▶ [Given problem]
Render the lines below as a numbered list, dropping any blank lines. Omit the pictures from the output.

========================================================================

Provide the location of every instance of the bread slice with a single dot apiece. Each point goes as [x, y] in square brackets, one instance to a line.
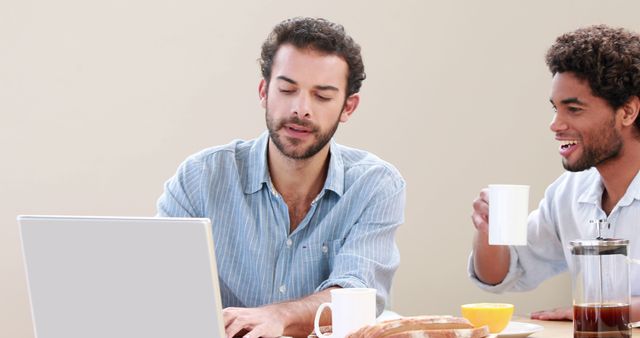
[422, 327]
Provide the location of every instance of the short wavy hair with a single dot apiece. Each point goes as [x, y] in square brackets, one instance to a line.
[607, 58]
[317, 34]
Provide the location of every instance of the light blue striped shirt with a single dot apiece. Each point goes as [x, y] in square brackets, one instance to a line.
[346, 239]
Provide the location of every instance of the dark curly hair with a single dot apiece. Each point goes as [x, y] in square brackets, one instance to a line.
[317, 34]
[608, 58]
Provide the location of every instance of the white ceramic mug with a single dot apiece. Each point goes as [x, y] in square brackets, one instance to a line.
[508, 213]
[351, 309]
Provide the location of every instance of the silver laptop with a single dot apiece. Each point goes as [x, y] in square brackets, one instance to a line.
[94, 277]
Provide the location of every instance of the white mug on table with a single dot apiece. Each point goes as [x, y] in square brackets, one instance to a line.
[351, 309]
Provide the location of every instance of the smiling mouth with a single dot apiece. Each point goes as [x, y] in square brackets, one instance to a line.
[564, 145]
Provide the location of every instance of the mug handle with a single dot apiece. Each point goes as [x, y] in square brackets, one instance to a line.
[316, 322]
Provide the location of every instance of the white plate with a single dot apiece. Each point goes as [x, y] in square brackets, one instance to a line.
[519, 329]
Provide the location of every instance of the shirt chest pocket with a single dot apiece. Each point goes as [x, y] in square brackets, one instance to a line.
[317, 251]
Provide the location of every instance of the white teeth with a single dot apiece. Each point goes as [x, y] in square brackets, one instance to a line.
[567, 143]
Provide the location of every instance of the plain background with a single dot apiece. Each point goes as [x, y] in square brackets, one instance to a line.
[101, 100]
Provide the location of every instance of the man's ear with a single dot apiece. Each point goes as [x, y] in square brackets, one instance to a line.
[262, 93]
[349, 107]
[630, 111]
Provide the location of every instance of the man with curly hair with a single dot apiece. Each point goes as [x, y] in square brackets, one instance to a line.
[295, 214]
[594, 94]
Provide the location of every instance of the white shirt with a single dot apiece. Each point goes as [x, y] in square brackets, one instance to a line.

========================================================================

▶ [Solution below]
1. Provide the location of every instance of the bread slice with a single dot apiece. Each point goes as [x, y] in square brackets, one instance to a line.
2. [422, 327]
3. Provide the location of every instance of the short wavy hair with a single dot apiece. Each point goes as [x, y] in square brackets, one instance to a line.
4. [607, 58]
5. [317, 34]
6. Provide the location of every instance of the light blue striped shirt with a single dot apiece. Each point goes as [x, y] in square brackets, one instance to a line.
7. [346, 239]
8. Provide the location of every instance of the dark curly hair with a single dot apiece. Each point goes as [x, y] in square brackets, one instance to a line.
9. [317, 34]
10. [608, 58]
11. Provide the location of every instance of the white ceramic mug with a single dot apiece. Each point goes as [x, y] in square brackets, one instance to a line.
12. [508, 213]
13. [351, 309]
14. Provide the location of every instance of the silver laptop with a single dot apiece. Each point goes as [x, y] in square brackets, one instance to a line.
15. [94, 277]
16. Provide the location of every instance of the white mug on table with a single dot apiece. Each point goes as [x, y] in square brackets, one instance to a line.
17. [351, 309]
18. Provide the location of every instance of the smiling mouth with a single dot apiece. Each point goes as [x, y] in square brackets, one instance to a line.
19. [564, 145]
20. Provide the location of every instance of the mug handle with a single dot apiece. Each point goes as [x, y] in square brackets, one instance to a line.
21. [316, 322]
22. Provide the location of every instance of the white plate with a single dot apiece. Each point goes as [x, y] in square brackets, one instance to a line.
23. [519, 329]
24. Provide the location of every instance of the shirt chest pocket with a single dot apiece. Each point goes as [x, y] in square brackets, one instance to a line.
25. [317, 251]
26. Provide the location of every instance of the white teeth with a single dot apiece. Each point goes as [x, y] in square brackets, one instance to a line.
27. [567, 143]
28. Provide the location of every instance of the plain background with a single dot apiece. Each point goes as [x, y] in square brackets, one instance to a line.
29. [101, 100]
30. Provide the location of every instance of the man's ear with a single dot apiece. Each point goes as [x, y] in square brackets, one instance to a line.
31. [262, 93]
32. [349, 107]
33. [630, 111]
34. Provide the location of every instance of the man with curly hair with a single dot apiece. Each point goes as [x, y] in square brackets, one instance to a line.
35. [295, 214]
36. [594, 94]
37. Provide the location of every instance of the white shirt with a single dot apiece. Each point goes as [x, y] in square brackets, one instance to a line.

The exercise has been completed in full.